▶ [Exercise goal] Convert the entries below into a two-column CSV with the headers "query" and "boxes". Each entry gets one row, with its text and its answer in separate quoted fields and every line break replaced by a space. Leave the pictures out.

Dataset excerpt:

= = = =

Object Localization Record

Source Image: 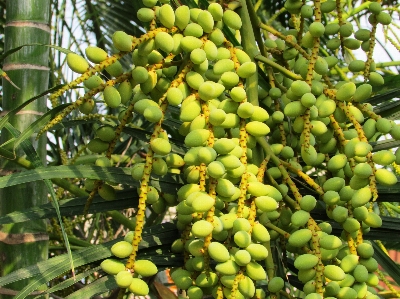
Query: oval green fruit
[112,31,132,52]
[222,10,242,30]
[67,52,89,74]
[294,253,318,270]
[100,259,125,275]
[111,241,133,258]
[128,278,150,296]
[85,46,108,63]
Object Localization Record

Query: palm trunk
[0,0,50,298]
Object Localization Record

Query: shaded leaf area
[34,266,101,299]
[372,240,400,285]
[311,209,400,242]
[0,165,182,193]
[0,223,182,299]
[0,188,139,224]
[65,275,118,299]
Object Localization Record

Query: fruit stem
[254,54,303,80]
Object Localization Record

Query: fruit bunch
[42,0,400,299]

= = = =

▶ [Reply to the exercise]
query,boxes
"Object Localization Record Source Image: Query: oval green fruit","[112,31,132,52] [222,10,242,30] [67,52,89,74] [294,253,318,270] [100,259,125,275] [111,241,133,258] [128,278,150,296] [85,46,108,63]"
"Object Localization Record Query: palm trunk","[0,0,50,298]"
"Object Localization Record Query: shaded leaf area","[34,266,101,299] [372,240,400,285] [311,209,400,242] [0,165,182,193] [0,223,182,299] [0,188,139,224] [65,275,118,299]"
"Object Localization Record Query: fruit stem","[254,54,303,80]"
"Object Localization Record Query: fruit bunch","[42,0,400,299]"